**Trecho do documento**

A solução final para a supressão do sistema capitalista (baseada na dominação de uma classe minoritária sobre a maioria) seria a abolição deste sistema. Pois este, em essência, não seria passível de ser “melhorado” enquanto permanecesse a contradição fundamental da expropriação da mais-valia pela detenção privada dos meios de produção. Esta contradição só seria eliminada pela construção de uma sociedade socialista, baseada na supressão da propriedade privada dos meios de produção e a socialização das mesmas. O que só se faz possível através de uma ruptura, pela via revolucionária.
Mas este ainda não seria o estágio final para a consolidação de uma sociedade de novo tipo. A luta dos trabalhadores, mesmo após a vitória e construção do socialismo, seria um avanço parcial para a construção da verdadeira emancipação. “Se o proletariado se eleva necessariamente à condição de classe dominante em sua luta contra a burguesia e, na condição de classe dominante, tira de cena as antigas relações de produção, então com isto ele tira também de cena a condição para a existência da oposição entre as classes e para a própria existência destas classes. E acaba por abolir seu papel de classe dominante. No lugar da sociedade burguesa antiga, com suas classes e antagonismos de classe, teremos uma associação, no qual o desenvolvimento livre de cada um é a condição para o desenvolvimento livre de todos.” (MARX, 2000, p.44) E esta sociedade, sem divisão de classes, seria o comunismo, um estágio superior de desenvolvimento da sociedade.
Este processo, de derrubada do capitalismo pelo socialismo e de evolução deste último para o comunismo, não seria algo já pré-determinado pela própria evolução da sociedade, muito pelo contrário. Para que ela sagrar-se vitoriosa seria necessária a ação organizada do proletariado em uma perspectiva revolucionária.

Racionalização versus Revolução

Weber e Marx têm em comum o fato de terem ambos buscado analisar o desenvolvimento da sociedade capitalista contemporânea. No entanto, com pontos de partida, objetivos e métodos distintos. Não ignoramos, no entanto que há pontos de contatos entre as duas posições teóricas. Mas o que aqui queremos destacar são as posições centrais sobre a concepção da sociedade capitalista e suas visões quanto a sua evolução (ou não) de maneira geral.
Se por um lado, Weber reconhecia algumas das mazelas e contradições da sociedade capitalista ele entendia, no entanto, que o capitalismo promovia o desenvolvimento através da racionalização e da eficiência. Enquanto que Marx, ainda que reconheça alguns avanços promovidos pelo capitalismo em relação às sociedades anteriores, coloca-se também as crescentes contradições do sistema, principalmente devido à exploração dos trabalhadores pela burguesia. Residindo aí os limites do capitalismo enquanto sistema, se fazendo necessário (e possível) a sua derrubada.

**Material**

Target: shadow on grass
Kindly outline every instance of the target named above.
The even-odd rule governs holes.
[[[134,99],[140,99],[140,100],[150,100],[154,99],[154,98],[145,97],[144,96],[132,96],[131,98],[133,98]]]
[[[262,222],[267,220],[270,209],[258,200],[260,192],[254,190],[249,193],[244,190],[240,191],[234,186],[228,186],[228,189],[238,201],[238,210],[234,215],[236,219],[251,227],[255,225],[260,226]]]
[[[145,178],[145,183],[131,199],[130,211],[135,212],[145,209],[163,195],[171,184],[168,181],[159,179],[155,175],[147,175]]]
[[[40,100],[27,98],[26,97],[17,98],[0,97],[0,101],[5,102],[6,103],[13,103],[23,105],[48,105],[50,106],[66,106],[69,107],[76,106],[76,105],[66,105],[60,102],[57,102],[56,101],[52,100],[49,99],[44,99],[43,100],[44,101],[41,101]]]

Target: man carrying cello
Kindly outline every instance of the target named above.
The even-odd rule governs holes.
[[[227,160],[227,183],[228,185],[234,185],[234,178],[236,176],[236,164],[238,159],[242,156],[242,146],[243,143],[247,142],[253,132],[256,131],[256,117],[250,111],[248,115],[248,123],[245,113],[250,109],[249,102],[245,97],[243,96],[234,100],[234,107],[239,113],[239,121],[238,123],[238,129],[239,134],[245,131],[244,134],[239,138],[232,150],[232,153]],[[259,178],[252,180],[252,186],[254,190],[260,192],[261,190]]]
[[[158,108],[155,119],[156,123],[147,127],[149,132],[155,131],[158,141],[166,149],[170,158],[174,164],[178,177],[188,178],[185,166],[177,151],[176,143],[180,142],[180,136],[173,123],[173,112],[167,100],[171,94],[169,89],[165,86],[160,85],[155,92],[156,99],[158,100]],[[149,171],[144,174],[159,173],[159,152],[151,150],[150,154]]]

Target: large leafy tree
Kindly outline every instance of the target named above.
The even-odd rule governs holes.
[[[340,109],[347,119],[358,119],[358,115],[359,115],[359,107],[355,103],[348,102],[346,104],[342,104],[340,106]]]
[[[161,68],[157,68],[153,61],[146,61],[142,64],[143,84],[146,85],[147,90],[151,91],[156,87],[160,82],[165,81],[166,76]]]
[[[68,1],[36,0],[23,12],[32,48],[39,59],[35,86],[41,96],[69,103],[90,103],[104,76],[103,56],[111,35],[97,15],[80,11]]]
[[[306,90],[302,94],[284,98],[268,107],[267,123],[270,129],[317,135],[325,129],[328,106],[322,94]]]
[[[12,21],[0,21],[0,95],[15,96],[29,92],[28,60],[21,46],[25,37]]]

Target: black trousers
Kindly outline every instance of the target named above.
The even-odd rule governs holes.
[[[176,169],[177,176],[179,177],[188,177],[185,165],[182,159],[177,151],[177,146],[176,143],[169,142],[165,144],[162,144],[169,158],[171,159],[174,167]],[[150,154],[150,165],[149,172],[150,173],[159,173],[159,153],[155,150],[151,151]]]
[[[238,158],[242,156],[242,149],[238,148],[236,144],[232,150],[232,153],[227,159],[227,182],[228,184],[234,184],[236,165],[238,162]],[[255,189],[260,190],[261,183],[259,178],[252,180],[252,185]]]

**Problema curto 1**
Segundo o trecho sobre Marx e Weber, por que o sistema capitalista não poderia ser "melhorado"? Responda em uma a três frases.
**Problema curto 2**
Atualize os registros trocando "Kindly" por "Please" e mantendo todo o resto igual. Faça isso só na parte que começa na linha que contém "Target: large leafy tree" e vai até o fim dos registros, e devolva apenas essa parte.
O trecho e os registros vêm de fontes diferentes.

**Resposta final 1**
Porque enquanto continuasse a contradição fundamental, a expropriação da mais-valia pela detenção privada dos meios de produção, o sistema não mudaria em essência. Por isso o trecho aponta como solução a abolição desse sistema e a construção de uma sociedade socialista.

**Resposta final 2**
Target: large leafy tree
Please outline every instance of the target named above.
The even-odd rule governs holes.
[[[340,109],[347,119],[358,119],[358,115],[359,115],[359,107],[355,103],[348,102],[346,104],[342,104],[340,106]]]
[[[161,68],[157,68],[153,61],[146,61],[142,64],[143,84],[146,85],[147,90],[151,91],[156,87],[160,82],[165,81],[166,76]]]
[[[68,1],[36,0],[23,12],[32,48],[39,59],[35,86],[41,96],[69,103],[90,103],[104,76],[103,56],[111,35],[97,15],[80,11]]]
[[[306,90],[302,94],[284,98],[268,107],[267,123],[270,129],[317,135],[325,129],[328,106],[322,94]]]
[[[12,21],[0,21],[0,95],[15,96],[29,92],[28,60],[21,46],[25,37]]]

Target: black trousers
Please outline every instance of the target named above.
The even-odd rule governs holes.
[[[176,169],[177,176],[179,177],[188,177],[185,165],[182,159],[177,151],[177,146],[176,143],[169,142],[165,144],[162,144],[169,158],[171,159],[174,167]],[[150,154],[150,165],[149,172],[150,173],[159,173],[159,153],[155,150],[151,151]]]
[[[238,158],[242,156],[242,149],[238,148],[236,144],[232,150],[232,153],[227,159],[227,182],[228,184],[234,184],[236,165],[238,162]],[[255,189],[260,190],[261,183],[259,178],[252,180],[252,185]]]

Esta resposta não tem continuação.